======== EXCERPT TO READ ========

On Wolves & Wishes, which was released earlier this month and features contributions from Bird and Bonnie "Prince" Billy, a guitar is prominent in most songs, and Dosh's drumming is the anchor, a clear human element in mostly instrumental tracks obviously built with the aid of modern technology.
Compared to other electronic music, Dosh said, his work is "more of an organic thing. ... There's not a lot of drum machines on it. ... It's kind of loose. "
The Minneapolis-based Dosh will perform at the Redstone Room on Wednesday, May 28, and live performance for him started merely as a necessity. He didn't perform a live solo show until after he'd finished his first record.
Initially, it was just Dosh on stage, with his drums, a Fender Rhodes electric piano, a Juno 106 synthesizer, a sampler, and looping pedals. He would start with an ambient loop on the Rhodes, and build layers on top of it.
He called his live performance "just sort of a juggling act between these three different loop pedals, going back and forth between them and trying to keep it cohesive and interesting and sounding cool, too."
And the value is as much in the witnessing of creation as the music. "I hope they [audience members] enjoy watching me attempt to re-create these songs in this sort of convoluted way," Dosh said. "It's always a challenge for me to play a show."
The tunes he first recorded, he noted, had to be reinvented for live performance. "Initially, I would have to radically rethink how a song went in order to pull it off by myself solo," he said. Now, though, "the songs are sounding much closer to the recorded version than they used to. ... It is a difference in composition, but it wasn't something that was intentional or that I thought about ahead of time."
These days, Dosh tours with Mike Lewis, who plays sax, bass, and keys, and "the next thing I would want to have [live] is a guitar."

========

Please retype the article about Dosh's music and live shows in full, word for word, with all punctuation unchanged.

======== INFORMATION SUPPLIED ========

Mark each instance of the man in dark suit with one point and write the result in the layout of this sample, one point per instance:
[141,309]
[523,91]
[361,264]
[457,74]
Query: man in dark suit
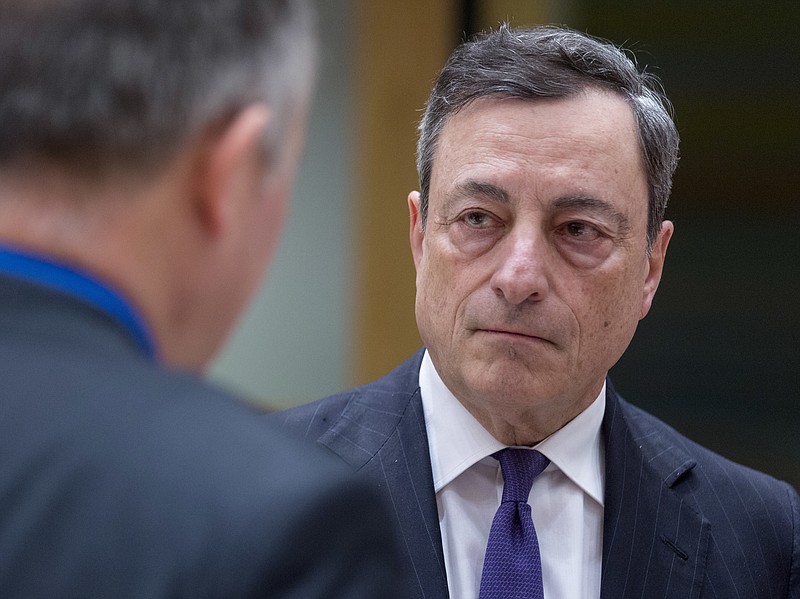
[147,151]
[545,161]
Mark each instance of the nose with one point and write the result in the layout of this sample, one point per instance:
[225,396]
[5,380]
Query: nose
[522,272]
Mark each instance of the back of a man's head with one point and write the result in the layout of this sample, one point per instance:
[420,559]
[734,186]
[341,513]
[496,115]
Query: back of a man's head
[108,85]
[153,143]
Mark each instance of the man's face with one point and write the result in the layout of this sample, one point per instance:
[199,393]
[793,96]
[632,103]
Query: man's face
[532,272]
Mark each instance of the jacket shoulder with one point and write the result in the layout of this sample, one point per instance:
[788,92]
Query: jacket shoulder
[312,419]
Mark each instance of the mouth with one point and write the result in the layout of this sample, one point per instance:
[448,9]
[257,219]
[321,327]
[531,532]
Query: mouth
[514,334]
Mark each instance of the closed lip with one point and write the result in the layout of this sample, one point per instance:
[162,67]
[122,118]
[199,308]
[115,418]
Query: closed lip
[521,333]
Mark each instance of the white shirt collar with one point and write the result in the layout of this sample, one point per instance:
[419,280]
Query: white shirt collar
[457,440]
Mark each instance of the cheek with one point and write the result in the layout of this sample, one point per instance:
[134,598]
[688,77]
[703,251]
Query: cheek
[610,313]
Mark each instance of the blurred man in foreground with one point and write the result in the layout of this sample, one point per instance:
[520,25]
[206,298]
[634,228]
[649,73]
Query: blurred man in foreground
[147,152]
[545,161]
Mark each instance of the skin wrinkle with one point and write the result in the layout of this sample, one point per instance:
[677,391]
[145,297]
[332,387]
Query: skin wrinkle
[571,301]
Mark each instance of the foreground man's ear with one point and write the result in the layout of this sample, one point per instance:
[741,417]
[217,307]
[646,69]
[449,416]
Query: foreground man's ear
[415,232]
[656,266]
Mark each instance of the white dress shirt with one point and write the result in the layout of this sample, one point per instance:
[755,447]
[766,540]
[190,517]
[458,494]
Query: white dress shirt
[566,499]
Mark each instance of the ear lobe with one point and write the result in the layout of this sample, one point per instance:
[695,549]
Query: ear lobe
[231,167]
[656,266]
[416,234]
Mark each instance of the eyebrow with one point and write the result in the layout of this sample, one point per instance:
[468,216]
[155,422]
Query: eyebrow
[473,188]
[595,205]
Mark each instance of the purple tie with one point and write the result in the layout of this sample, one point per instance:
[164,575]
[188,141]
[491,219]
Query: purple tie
[512,568]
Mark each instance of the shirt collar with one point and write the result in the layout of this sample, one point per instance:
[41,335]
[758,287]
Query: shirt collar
[457,440]
[66,279]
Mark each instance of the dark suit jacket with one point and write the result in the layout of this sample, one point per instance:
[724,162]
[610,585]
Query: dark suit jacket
[121,479]
[679,522]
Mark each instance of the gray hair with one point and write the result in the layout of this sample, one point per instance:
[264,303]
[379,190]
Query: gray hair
[98,85]
[552,62]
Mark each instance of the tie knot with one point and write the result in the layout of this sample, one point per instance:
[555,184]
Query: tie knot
[520,467]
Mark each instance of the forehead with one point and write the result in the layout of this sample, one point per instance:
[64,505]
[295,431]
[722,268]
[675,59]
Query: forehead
[584,145]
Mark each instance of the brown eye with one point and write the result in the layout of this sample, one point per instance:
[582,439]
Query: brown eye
[476,219]
[581,231]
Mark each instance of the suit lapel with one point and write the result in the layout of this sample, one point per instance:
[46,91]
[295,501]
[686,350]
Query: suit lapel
[381,432]
[654,543]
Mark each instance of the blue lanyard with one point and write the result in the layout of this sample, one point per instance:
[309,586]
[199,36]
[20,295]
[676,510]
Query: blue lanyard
[64,278]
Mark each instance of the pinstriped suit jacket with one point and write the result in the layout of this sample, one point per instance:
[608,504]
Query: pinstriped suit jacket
[680,521]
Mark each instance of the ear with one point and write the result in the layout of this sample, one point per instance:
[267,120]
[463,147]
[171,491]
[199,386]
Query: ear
[416,235]
[231,167]
[656,266]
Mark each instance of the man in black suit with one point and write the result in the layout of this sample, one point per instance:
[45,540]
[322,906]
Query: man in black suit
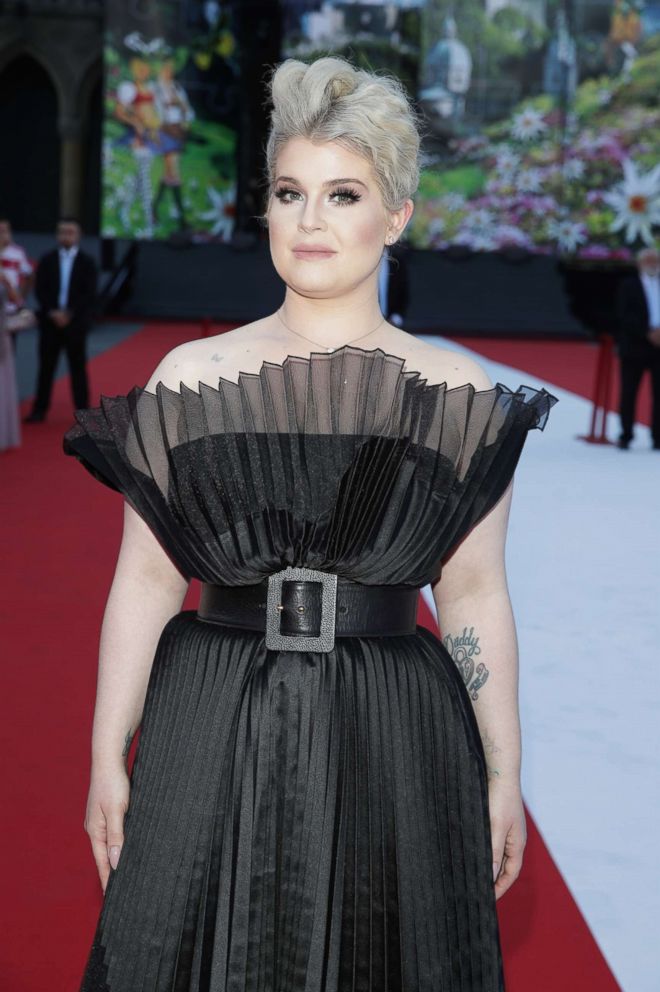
[66,292]
[639,341]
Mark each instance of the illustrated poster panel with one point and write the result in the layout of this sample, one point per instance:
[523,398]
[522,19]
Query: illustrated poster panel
[169,130]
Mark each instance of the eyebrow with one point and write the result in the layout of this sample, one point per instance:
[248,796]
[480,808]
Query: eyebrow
[330,182]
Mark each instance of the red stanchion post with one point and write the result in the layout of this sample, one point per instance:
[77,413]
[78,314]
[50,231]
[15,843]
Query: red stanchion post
[601,394]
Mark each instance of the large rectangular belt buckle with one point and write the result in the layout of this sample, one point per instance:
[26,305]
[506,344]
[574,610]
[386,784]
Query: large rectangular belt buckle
[275,640]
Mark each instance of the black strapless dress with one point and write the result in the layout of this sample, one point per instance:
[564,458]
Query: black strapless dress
[305,821]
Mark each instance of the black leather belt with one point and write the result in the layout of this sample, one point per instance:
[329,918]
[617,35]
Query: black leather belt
[301,609]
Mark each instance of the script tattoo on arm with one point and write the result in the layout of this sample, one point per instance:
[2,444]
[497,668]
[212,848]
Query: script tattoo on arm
[127,744]
[464,649]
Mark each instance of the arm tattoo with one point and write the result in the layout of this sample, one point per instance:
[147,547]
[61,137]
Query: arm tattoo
[127,744]
[490,748]
[464,648]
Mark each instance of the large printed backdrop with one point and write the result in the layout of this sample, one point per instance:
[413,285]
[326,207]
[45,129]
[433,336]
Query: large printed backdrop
[543,115]
[169,140]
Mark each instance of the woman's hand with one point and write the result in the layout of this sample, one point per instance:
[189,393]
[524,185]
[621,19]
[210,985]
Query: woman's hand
[508,833]
[104,819]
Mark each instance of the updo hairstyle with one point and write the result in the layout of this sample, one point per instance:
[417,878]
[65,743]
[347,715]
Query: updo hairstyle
[367,112]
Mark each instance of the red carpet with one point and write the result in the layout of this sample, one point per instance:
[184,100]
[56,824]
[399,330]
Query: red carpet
[571,365]
[60,537]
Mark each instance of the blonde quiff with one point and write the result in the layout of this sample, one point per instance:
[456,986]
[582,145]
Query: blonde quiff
[367,112]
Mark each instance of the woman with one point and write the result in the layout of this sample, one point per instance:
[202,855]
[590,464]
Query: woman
[309,803]
[10,427]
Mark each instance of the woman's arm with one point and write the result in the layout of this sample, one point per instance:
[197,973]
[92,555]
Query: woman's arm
[147,590]
[477,627]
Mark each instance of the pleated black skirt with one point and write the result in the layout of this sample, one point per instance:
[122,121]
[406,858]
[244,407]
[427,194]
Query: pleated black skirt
[302,822]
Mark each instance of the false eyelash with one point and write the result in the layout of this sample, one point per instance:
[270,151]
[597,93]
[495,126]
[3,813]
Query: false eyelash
[353,197]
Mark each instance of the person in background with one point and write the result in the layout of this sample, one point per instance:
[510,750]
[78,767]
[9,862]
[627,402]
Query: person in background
[393,286]
[66,293]
[16,270]
[638,341]
[10,428]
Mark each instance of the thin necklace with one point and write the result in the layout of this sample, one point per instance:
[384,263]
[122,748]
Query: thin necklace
[324,346]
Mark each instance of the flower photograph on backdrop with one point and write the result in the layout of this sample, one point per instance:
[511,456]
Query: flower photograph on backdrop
[543,115]
[573,169]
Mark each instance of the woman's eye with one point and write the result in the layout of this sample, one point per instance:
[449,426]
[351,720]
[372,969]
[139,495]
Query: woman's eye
[342,196]
[283,192]
[346,195]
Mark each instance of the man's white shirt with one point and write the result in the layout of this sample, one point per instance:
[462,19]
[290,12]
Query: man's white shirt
[67,257]
[651,286]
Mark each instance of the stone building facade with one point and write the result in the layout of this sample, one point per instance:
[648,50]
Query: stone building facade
[56,44]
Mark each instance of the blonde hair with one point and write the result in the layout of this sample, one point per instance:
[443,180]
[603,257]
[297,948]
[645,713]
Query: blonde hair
[367,112]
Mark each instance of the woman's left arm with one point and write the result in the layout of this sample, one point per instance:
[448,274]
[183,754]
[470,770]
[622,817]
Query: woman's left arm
[478,629]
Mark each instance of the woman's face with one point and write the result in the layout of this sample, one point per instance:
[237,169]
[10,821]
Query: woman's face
[309,208]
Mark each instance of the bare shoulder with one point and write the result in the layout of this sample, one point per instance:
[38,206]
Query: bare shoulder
[206,359]
[436,364]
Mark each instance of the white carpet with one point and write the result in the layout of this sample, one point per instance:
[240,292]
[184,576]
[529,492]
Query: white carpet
[583,560]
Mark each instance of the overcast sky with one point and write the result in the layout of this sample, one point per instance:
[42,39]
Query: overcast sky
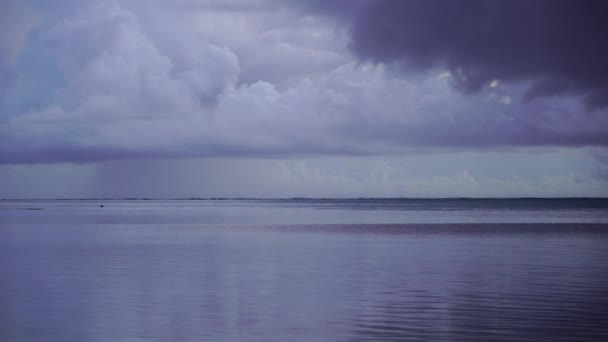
[269,98]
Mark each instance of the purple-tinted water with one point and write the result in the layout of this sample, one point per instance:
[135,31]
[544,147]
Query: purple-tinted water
[194,271]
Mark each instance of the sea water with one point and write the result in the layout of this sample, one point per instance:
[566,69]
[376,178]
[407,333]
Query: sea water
[304,270]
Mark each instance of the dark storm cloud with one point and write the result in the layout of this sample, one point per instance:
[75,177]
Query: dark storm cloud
[560,45]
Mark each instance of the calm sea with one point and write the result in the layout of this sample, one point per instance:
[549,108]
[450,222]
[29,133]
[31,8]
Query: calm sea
[304,270]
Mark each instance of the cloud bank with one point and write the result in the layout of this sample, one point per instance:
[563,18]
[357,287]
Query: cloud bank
[558,45]
[119,80]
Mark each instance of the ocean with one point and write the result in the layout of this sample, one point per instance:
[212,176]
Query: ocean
[304,270]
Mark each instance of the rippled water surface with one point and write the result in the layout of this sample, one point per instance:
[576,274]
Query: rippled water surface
[74,271]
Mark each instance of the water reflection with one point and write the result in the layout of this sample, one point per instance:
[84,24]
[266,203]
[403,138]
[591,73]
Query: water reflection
[163,283]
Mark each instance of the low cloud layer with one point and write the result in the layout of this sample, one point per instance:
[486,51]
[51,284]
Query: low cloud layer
[119,80]
[556,44]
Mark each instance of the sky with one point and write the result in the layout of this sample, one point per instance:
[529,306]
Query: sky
[287,98]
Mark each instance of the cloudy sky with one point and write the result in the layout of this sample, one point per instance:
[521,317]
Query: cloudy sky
[279,98]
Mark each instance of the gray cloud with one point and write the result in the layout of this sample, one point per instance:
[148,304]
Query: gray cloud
[225,82]
[558,44]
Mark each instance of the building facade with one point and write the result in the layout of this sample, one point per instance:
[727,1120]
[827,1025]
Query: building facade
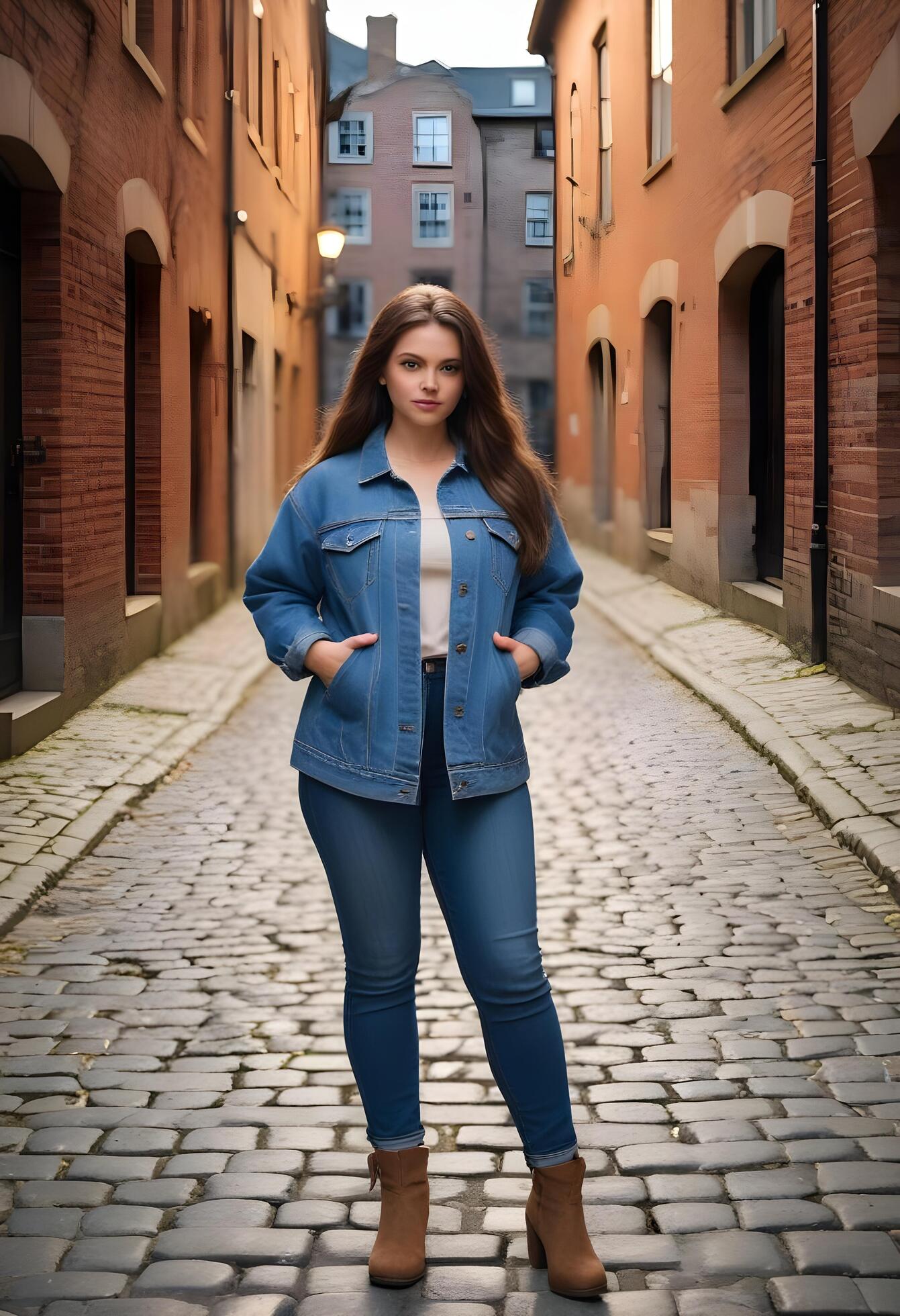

========

§ **ANSWER TO THE PROBLEM**
On Wolves & Wishes, which was released earlier this month and features contributions from Bird and Bonnie "Prince" Billy, a guitar is prominent in most songs, and Dosh's drumming is the anchor, a clear human element in mostly instrumental tracks obviously built with the aid of modern technology.
Compared to other electronic music, Dosh said, his work is "more of an organic thing. ... There's not a lot of drum machines on it. ... It's kind of loose. "
The Minneapolis-based Dosh will perform at the Redstone Room on Wednesday, May 28, and live performance for him started merely as a necessity. He didn't perform a live solo show until after he'd finished his first record.
Initially, it was just Dosh on stage, with his drums, a Fender Rhodes electric piano, a Juno 106 synthesizer, a sampler, and looping pedals. He would start with an ambient loop on the Rhodes, and build layers on top of it.
He called his live performance "just sort of a juggling act between these three different loop pedals, going back and forth between them and trying to keep it cohesive and interesting and sounding cool, too."
And the value is as much in the witnessing of creation as the music. "I hope they [audience members] enjoy watching me attempt to re-create these songs in this sort of convoluted way," Dosh said. "It's always a challenge for me to play a show."
The tunes he first recorded, he noted, had to be reinvented for live performance. "Initially, I would have to radically rethink how a song went in order to pull it off by myself solo," he said. Now, though, "the songs are sounding much closer to the recorded version than they used to. ... It is a difference in composition, but it wasn't something that was intentional or that I thought about ahead of time."
These days, Dosh tours with Mike Lewis, who plays sax, bass, and keys, and "the next thing I would want to have [live] is a guitar."